-- BEGIN Provided data --
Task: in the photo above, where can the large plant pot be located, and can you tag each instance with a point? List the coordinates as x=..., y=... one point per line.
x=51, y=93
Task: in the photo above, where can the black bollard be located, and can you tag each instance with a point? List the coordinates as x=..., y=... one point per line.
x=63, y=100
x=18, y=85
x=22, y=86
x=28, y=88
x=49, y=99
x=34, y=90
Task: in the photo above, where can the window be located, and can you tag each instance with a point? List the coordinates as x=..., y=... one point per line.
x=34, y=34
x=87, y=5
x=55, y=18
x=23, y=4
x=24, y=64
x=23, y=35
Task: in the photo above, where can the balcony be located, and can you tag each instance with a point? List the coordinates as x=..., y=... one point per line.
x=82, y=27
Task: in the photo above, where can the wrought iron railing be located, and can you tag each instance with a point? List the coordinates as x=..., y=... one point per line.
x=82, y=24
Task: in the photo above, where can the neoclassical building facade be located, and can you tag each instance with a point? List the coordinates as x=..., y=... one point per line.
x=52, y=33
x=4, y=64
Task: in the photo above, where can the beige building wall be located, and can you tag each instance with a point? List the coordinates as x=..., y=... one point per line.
-- END Provided data --
The task.
Write out all the entries above again word for word, in their original order.

Answer to the exercise.
Task: in the photo above, where can the large plant pot be located, and can you tag each instance with a point? List the coordinates as x=..., y=... one point per line.
x=51, y=93
Task: in the photo above, where can the black bollard be located, and can you tag each instance with a point? List the coordinates as x=..., y=... one point per line.
x=63, y=100
x=18, y=85
x=22, y=86
x=28, y=88
x=49, y=99
x=34, y=90
Task: in the photo above, where can the window be located, and can you tag each instance with a point? List the coordinates as x=..., y=... one point per line.
x=34, y=34
x=87, y=5
x=55, y=18
x=23, y=4
x=24, y=64
x=23, y=35
Task: in the photo above, where can the balcony be located, and can you tag each instance with a point? List the coordinates as x=..., y=... one point per line.
x=82, y=27
Task: in the photo above, where can the wrought iron railing be located, and can you tag each instance with a point? List the coordinates as x=..., y=... one point per line.
x=82, y=24
Task: in the photo above, where can the neoclassical building facade be located, and can you tag each instance with a point? List the coordinates as x=..., y=... one point per line.
x=52, y=33
x=4, y=64
Task: in the photo above, where can the beige building wall be located, and can you tag each instance with a point? List the coordinates as x=..., y=... one point per line.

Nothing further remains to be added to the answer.